(Stored records)
=== Begin Enclosure ===

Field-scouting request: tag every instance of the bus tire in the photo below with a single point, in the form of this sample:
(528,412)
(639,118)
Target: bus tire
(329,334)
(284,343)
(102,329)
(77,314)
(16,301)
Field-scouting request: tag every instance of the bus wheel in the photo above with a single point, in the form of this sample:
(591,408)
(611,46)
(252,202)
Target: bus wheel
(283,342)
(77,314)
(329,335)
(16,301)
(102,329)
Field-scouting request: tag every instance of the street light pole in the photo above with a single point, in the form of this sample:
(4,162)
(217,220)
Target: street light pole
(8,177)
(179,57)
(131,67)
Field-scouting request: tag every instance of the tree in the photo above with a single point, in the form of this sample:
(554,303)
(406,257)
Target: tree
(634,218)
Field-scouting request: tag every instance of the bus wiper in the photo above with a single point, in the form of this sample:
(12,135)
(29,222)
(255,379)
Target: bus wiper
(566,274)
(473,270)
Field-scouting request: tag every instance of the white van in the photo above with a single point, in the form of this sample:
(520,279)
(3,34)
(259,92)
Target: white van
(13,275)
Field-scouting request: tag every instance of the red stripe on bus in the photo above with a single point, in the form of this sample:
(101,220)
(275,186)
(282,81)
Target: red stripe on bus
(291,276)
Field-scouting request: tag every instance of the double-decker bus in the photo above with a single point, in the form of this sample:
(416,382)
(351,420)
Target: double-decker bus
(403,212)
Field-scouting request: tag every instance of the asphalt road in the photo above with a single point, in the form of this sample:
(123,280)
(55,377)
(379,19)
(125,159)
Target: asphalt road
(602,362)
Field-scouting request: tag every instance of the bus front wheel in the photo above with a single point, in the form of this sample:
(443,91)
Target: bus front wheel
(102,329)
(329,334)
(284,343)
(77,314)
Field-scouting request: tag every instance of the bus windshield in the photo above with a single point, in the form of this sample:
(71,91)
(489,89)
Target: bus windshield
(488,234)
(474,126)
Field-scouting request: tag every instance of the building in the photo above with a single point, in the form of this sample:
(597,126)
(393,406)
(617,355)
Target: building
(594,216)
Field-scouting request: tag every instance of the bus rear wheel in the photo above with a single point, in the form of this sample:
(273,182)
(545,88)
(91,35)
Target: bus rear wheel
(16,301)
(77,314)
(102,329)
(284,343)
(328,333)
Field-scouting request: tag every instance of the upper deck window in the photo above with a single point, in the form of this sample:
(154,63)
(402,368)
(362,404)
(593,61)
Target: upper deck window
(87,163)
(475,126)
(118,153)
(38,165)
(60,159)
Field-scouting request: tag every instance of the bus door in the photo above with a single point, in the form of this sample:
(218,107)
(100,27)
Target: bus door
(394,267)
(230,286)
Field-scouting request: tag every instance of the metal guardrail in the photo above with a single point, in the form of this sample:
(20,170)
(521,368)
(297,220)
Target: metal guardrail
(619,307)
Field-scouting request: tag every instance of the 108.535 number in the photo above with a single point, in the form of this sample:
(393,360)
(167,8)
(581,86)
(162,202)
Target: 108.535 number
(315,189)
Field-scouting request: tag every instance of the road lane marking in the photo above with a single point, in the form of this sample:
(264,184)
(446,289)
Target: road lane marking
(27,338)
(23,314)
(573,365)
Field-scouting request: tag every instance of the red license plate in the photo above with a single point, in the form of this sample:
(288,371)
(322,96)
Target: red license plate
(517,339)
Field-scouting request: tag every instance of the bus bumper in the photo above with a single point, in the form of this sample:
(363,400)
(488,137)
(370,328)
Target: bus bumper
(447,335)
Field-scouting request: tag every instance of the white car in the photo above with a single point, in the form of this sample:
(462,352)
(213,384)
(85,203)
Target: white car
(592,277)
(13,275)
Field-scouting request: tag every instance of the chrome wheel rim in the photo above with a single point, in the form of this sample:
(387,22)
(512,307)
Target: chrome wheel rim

=== End Enclosure ===

Activity ->
Full transcription, please: every entry, exactly as written.

Exercise answer ->
Field-scouting request: tag every instance of the bus tire in the photo below with a single point, in the form of this sample:
(528,412)
(639,118)
Target: bus tire
(329,334)
(284,343)
(102,329)
(77,314)
(16,301)
Field-scouting request: tag every instance of the bus wheel in the photo above with a single point, in the form of this sample:
(591,408)
(611,46)
(252,202)
Target: bus wheel
(283,342)
(77,314)
(329,335)
(16,301)
(102,329)
Field-scouting request: tag every instance of the street light pole in the photo above with a single point, in the form of this sample:
(4,162)
(217,220)
Target: street light pole
(8,177)
(179,57)
(131,67)
Field-scouting request: tag every instance of the tree in the photo above with a single point, in the form of this sample:
(554,303)
(406,257)
Target: tree
(634,218)
Field-scouting request: tag every instance of the bus wiper in the photo above with a single point, in the form of this sample:
(12,135)
(29,222)
(255,379)
Target: bus wiper
(566,274)
(473,270)
Field-scouting request: tag every instance of the white van in the photo above with a single point, in the form of this sample:
(520,279)
(3,34)
(259,92)
Target: white van
(13,275)
Field-scouting request: tag every instance of the red stripe on bus in the photo above with a single point, in the form of this sample:
(101,220)
(275,186)
(282,81)
Target: red stripe on bus
(291,276)
Field-scouting request: tag every instance of the double-decker bus in the photo above with a single point, in the form of this sample:
(416,382)
(351,420)
Target: double-decker bus
(403,212)
Field-scouting request: tag every instance of the asphalt road in the photo above with a single point, in the form of this sample:
(123,280)
(55,377)
(379,19)
(125,159)
Target: asphalt road
(602,362)
Field-scouting request: tag every instance of the bus front wheel in the photo above with a single point, in the form of this sample:
(443,91)
Target: bus front wheel
(102,329)
(329,334)
(284,343)
(77,314)
Field-scouting request: tag every instance of the bus windshield in the photo above with a single point, in the form of this sample:
(71,91)
(489,89)
Target: bus windshield
(488,234)
(474,126)
Field-scouting request: tag every instance of the building in the photo above with a single point, in the form of this sample:
(597,126)
(393,406)
(617,355)
Target: building
(594,216)
Field-scouting request: tag every instance of the bus rear wheel in the photo above with a single point, in the form of this sample:
(273,182)
(545,88)
(91,35)
Target: bus rear wheel
(16,301)
(77,314)
(102,329)
(284,343)
(328,333)
Field-scouting request: tag every instance of the upper deck window in the photo above with a single point, in the form of this sample:
(154,63)
(402,368)
(362,404)
(593,61)
Target: upper deck window
(87,163)
(475,126)
(118,153)
(38,165)
(60,159)
Field-scouting request: tag every instance of the bus door in the photo above with a single point, in the form of this sample:
(218,107)
(100,27)
Target: bus door
(394,267)
(230,286)
Field-scouting request: tag every instance of the metal guardrail in the photo above with a single point, in the form of this sample:
(20,170)
(521,368)
(297,220)
Target: metal guardrail
(619,307)
Field-scouting request: tag every instance of the 108.535 number in the photo above with a single point, in the form of this sample:
(393,360)
(167,8)
(581,86)
(162,202)
Target: 108.535 number
(315,189)
Field-scouting request: tag every instance of the road lane marking in the photo above with a single point, in the form of this sample:
(264,184)
(446,289)
Target: road lane marking
(27,338)
(23,314)
(573,365)
Field-scouting request: tag every instance of the red license plate in the photo above with a single point, in the form of this sample:
(288,371)
(322,96)
Target: red license plate
(517,339)
Field-scouting request: tag every instance of the bus bumper in the photo above with a single point, in the form of this sample:
(363,400)
(488,137)
(370,328)
Target: bus bumper
(447,335)
Field-scouting request: tag every instance of the white car in the photo above with a single point, in the form of this sample:
(462,352)
(213,384)
(85,203)
Target: white car
(592,277)
(13,275)
Field-scouting request: tag every instance of the chrome wheel rim in the photo above with a single point, in the form of this sample:
(387,22)
(512,307)
Target: chrome wheel rim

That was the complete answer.